- Problem to work on -
Render the data items below as a Markdown table with the columns Row and Text, giving each line a row number and skipping blank lines. Start at the first line and end at the line containing "M 390 291 L".

[Data items]
..........

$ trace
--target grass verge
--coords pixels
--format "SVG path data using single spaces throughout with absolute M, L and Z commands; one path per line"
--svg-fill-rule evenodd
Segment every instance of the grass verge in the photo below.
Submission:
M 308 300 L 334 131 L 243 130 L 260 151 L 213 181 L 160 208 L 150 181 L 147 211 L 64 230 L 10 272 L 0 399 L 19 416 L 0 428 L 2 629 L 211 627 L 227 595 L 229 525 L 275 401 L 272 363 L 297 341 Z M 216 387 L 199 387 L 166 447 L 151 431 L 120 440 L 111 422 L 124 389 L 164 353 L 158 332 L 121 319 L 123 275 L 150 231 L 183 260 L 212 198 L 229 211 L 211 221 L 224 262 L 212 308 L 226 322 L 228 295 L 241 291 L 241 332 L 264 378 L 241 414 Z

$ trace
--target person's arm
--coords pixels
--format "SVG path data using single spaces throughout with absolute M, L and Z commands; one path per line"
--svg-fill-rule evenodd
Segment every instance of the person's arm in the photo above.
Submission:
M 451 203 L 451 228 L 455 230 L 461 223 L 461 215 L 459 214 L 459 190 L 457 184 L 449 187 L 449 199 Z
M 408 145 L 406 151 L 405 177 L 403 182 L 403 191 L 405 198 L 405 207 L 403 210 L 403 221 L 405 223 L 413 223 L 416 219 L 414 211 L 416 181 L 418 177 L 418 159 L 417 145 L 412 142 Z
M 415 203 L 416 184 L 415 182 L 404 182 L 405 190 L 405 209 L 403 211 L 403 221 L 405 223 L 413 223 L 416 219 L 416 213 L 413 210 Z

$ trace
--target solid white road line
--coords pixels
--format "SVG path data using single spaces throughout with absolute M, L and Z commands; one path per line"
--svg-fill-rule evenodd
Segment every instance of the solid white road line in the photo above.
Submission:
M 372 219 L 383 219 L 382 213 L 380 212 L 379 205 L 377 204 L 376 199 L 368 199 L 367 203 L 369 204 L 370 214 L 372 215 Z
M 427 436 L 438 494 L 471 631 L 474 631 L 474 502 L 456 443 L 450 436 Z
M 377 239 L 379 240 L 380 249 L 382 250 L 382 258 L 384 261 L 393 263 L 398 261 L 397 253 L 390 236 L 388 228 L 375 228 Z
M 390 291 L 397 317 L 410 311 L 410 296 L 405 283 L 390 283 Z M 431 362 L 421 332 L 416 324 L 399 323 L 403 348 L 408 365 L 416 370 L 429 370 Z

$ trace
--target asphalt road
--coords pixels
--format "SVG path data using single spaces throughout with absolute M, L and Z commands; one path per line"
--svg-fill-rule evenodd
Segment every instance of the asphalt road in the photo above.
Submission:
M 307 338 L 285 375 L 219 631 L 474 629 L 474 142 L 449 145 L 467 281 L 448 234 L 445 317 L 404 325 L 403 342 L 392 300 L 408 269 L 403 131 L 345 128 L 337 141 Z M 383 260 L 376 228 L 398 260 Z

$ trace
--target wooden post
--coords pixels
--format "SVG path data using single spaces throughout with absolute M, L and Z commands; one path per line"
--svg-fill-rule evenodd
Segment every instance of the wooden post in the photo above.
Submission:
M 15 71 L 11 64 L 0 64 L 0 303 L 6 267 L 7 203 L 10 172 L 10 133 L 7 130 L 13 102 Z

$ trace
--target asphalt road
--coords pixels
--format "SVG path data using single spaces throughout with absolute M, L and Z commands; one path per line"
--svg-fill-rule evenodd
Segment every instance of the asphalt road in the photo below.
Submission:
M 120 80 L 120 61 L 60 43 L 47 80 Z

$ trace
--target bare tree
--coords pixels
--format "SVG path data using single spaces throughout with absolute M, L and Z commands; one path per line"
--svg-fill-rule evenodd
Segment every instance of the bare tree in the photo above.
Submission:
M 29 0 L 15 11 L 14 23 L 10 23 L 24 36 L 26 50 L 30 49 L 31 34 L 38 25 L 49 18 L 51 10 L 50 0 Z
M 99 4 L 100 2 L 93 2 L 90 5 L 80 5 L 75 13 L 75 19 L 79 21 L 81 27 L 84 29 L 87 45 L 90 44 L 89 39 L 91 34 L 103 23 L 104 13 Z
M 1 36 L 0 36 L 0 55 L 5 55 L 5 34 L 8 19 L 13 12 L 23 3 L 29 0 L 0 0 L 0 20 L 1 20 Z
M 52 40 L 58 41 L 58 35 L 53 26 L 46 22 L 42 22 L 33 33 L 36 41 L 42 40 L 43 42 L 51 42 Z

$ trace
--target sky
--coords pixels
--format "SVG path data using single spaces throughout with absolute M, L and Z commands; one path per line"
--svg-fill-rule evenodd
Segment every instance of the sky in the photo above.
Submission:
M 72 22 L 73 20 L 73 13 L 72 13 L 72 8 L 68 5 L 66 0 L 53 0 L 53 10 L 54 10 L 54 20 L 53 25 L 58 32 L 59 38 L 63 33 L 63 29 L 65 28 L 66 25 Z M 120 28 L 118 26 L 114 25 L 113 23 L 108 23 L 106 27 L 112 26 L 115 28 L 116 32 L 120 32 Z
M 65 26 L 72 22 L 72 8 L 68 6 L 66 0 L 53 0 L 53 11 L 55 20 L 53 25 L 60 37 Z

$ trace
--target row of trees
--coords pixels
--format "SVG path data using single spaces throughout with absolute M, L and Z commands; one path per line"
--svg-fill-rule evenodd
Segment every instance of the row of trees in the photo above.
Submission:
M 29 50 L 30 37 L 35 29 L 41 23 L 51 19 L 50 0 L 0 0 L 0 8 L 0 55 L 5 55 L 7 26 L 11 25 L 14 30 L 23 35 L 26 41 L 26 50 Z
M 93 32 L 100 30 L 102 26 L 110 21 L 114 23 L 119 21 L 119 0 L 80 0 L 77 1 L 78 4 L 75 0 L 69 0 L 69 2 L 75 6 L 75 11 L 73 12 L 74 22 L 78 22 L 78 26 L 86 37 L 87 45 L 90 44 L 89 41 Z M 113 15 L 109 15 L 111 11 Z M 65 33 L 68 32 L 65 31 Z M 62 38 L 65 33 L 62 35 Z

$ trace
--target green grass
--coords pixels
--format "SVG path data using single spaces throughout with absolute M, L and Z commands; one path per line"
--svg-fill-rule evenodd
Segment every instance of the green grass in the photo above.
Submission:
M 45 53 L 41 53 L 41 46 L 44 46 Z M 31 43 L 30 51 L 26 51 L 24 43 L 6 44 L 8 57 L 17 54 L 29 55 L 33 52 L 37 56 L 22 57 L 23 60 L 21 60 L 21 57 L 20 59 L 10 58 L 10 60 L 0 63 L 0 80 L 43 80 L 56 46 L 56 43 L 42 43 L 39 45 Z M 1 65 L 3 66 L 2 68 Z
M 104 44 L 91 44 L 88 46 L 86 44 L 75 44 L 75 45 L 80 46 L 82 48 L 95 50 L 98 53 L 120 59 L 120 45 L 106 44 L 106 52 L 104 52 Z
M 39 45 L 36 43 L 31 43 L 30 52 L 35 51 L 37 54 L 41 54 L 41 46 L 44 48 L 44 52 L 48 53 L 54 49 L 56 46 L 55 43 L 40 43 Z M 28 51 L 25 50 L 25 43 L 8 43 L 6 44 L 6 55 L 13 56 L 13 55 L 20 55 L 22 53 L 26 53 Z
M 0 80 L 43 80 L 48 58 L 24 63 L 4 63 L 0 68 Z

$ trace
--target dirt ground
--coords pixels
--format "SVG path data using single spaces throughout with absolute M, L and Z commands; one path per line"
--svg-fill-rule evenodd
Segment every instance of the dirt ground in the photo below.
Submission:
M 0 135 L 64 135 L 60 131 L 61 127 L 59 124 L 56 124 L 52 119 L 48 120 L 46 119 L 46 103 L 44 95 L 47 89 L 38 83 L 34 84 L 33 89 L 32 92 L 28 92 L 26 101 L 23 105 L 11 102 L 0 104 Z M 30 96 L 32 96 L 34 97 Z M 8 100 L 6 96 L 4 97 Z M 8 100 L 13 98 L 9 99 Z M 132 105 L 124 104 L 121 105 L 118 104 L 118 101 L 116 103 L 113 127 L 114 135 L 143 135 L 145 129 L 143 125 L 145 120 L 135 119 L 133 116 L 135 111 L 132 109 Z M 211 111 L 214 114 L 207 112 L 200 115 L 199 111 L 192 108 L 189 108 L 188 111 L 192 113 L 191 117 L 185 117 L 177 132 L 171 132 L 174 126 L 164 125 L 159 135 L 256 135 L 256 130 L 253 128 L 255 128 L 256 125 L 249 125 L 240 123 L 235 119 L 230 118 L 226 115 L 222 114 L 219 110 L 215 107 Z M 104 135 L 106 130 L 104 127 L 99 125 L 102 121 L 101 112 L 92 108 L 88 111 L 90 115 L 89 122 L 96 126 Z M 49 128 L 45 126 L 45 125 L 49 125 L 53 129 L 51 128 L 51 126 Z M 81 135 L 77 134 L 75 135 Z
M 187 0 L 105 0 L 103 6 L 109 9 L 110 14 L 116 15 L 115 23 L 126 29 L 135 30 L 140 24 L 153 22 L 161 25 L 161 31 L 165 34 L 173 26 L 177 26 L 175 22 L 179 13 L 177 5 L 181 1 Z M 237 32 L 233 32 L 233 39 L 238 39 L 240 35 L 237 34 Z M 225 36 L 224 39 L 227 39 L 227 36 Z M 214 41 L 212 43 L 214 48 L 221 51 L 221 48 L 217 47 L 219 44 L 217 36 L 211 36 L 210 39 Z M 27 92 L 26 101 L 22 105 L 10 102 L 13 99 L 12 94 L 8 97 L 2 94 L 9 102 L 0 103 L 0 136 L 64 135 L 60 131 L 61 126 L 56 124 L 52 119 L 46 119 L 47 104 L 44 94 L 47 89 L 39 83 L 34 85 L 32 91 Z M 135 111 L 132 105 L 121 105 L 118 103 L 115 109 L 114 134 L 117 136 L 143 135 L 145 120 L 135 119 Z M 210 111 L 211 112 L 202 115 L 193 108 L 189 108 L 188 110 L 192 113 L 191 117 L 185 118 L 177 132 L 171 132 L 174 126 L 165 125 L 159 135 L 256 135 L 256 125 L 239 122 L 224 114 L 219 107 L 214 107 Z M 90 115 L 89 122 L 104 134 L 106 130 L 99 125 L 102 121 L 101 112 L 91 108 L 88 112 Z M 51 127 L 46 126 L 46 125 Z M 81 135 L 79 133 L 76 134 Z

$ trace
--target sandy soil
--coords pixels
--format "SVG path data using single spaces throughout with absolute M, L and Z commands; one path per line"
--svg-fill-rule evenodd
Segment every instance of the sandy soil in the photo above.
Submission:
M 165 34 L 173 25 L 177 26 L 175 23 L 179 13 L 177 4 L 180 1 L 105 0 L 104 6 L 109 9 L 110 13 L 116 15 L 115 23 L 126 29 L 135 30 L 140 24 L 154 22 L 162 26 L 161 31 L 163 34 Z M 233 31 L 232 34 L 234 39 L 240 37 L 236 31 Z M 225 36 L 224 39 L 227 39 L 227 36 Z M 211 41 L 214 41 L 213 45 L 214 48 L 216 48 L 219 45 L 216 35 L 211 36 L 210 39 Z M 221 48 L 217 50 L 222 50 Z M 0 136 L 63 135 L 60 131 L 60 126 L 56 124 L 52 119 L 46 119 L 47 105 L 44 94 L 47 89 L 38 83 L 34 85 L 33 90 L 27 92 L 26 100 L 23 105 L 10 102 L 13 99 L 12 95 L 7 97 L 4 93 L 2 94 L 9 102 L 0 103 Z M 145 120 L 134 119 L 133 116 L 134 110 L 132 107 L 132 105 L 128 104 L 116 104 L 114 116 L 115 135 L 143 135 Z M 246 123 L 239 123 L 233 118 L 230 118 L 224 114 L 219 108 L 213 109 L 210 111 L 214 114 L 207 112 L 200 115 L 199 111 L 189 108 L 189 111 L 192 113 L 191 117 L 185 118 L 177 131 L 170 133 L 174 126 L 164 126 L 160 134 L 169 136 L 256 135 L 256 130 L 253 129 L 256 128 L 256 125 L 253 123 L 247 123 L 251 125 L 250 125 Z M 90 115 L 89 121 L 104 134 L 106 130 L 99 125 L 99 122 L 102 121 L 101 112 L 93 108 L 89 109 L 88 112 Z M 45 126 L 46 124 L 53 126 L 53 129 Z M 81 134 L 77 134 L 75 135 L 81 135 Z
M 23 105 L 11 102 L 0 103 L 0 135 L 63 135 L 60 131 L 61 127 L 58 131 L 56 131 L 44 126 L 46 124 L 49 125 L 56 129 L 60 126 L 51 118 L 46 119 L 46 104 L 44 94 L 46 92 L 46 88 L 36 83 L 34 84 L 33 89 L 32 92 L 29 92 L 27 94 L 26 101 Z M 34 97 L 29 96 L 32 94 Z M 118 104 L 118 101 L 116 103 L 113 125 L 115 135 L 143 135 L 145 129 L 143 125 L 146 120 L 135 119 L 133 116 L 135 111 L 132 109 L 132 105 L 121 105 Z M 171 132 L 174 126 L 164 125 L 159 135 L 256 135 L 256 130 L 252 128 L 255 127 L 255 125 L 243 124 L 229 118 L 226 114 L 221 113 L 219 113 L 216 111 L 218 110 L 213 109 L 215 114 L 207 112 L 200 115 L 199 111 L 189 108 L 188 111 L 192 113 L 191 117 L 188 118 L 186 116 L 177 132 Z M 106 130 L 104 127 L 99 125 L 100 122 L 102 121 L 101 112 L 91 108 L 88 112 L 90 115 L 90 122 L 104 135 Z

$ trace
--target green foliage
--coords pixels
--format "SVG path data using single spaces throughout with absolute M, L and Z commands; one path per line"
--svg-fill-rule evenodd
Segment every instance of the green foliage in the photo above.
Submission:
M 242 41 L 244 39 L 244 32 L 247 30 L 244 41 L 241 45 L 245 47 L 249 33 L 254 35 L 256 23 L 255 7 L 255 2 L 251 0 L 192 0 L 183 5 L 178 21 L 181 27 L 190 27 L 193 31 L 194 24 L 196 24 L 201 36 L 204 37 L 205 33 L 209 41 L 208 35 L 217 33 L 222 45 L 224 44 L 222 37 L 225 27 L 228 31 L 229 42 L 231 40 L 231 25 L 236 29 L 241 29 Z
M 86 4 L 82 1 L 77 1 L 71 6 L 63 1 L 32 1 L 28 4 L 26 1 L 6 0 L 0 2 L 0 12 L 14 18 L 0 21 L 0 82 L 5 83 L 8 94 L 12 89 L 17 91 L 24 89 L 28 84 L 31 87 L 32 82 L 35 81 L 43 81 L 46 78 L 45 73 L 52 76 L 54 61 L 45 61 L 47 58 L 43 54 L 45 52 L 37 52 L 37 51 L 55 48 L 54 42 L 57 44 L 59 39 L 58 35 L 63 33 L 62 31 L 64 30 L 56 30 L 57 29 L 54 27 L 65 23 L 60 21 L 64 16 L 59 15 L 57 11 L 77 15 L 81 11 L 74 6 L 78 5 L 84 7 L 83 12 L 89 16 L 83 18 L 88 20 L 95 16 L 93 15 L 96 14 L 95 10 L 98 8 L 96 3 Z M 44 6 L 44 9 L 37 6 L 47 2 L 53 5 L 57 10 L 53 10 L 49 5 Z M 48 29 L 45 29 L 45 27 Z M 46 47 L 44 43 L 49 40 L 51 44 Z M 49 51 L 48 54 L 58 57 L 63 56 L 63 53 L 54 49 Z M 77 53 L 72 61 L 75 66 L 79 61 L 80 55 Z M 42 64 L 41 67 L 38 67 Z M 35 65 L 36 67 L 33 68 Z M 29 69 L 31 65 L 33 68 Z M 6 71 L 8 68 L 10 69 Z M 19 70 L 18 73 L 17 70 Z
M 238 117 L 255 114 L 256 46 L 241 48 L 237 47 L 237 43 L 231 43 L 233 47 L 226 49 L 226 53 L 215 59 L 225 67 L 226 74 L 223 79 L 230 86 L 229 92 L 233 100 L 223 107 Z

..........

- Exercise answer -
| Row | Text |
|---|---|
| 1 | $ trace |
| 2 | --target grass verge |
| 3 | --coords pixels |
| 4 | --format "SVG path data using single spaces throughout with absolute M, L and Z commands; one path per line" |
| 5 | --svg-fill-rule evenodd |
| 6 | Segment every instance of the grass verge in the photo below. |
| 7 | Submission: |
| 8 | M 308 300 L 334 131 L 243 130 L 260 151 L 213 181 L 160 208 L 150 181 L 147 211 L 64 230 L 10 272 L 0 399 L 19 416 L 0 428 L 2 629 L 211 627 L 227 595 L 229 525 L 275 401 L 272 363 L 297 341 Z M 216 387 L 199 387 L 166 447 L 151 431 L 120 440 L 111 422 L 124 389 L 164 353 L 158 332 L 121 319 L 123 275 L 150 231 L 183 260 L 212 198 L 229 211 L 211 221 L 224 262 L 212 308 L 226 322 L 228 295 L 241 291 L 241 332 L 264 378 L 241 414 Z |
| 9 | $ trace |
| 10 | --target person's arm |
| 11 | --coords pixels |
| 12 | --format "SVG path data using single spaces throughout with absolute M, L and Z commands; one path per line" |
| 13 | --svg-fill-rule evenodd |
| 14 | Segment every instance of the person's arm in the photo above. |
| 15 | Submission: |
| 16 | M 451 203 L 451 228 L 455 230 L 461 223 L 461 215 L 459 214 L 459 190 L 457 184 L 449 187 L 449 199 Z |
| 17 | M 408 145 L 406 151 L 405 177 L 403 182 L 403 191 L 405 198 L 405 207 L 403 210 L 403 221 L 405 223 L 413 223 L 416 219 L 414 211 L 416 181 L 418 177 L 418 159 L 417 145 L 412 142 Z |
| 18 | M 415 203 L 416 184 L 415 182 L 404 182 L 405 190 L 405 209 L 403 211 L 403 221 L 405 223 L 413 223 L 416 219 L 416 213 L 413 210 Z |
| 19 | $ trace |
| 20 | --target solid white road line |
| 21 | --coords pixels |
| 22 | --format "SVG path data using single spaces throughout with absolute M, L and Z commands; one path per line" |
| 23 | --svg-fill-rule evenodd |
| 24 | Segment every instance of the solid white road line in the photo above. |
| 25 | Submission: |
| 26 | M 372 219 L 383 219 L 382 213 L 380 212 L 379 205 L 377 204 L 376 199 L 368 199 L 367 203 L 369 204 L 370 214 L 372 215 Z |
| 27 | M 427 436 L 438 494 L 471 631 L 474 631 L 474 502 L 456 443 L 450 436 Z |
| 28 | M 377 239 L 379 240 L 380 249 L 382 250 L 382 258 L 384 261 L 393 263 L 398 261 L 397 253 L 390 236 L 388 228 L 375 228 Z |
| 29 | M 390 291 L 397 317 L 410 311 L 410 296 L 405 283 L 390 283 Z M 431 362 L 421 332 L 416 324 L 399 323 L 403 348 L 408 365 L 416 370 L 429 370 Z |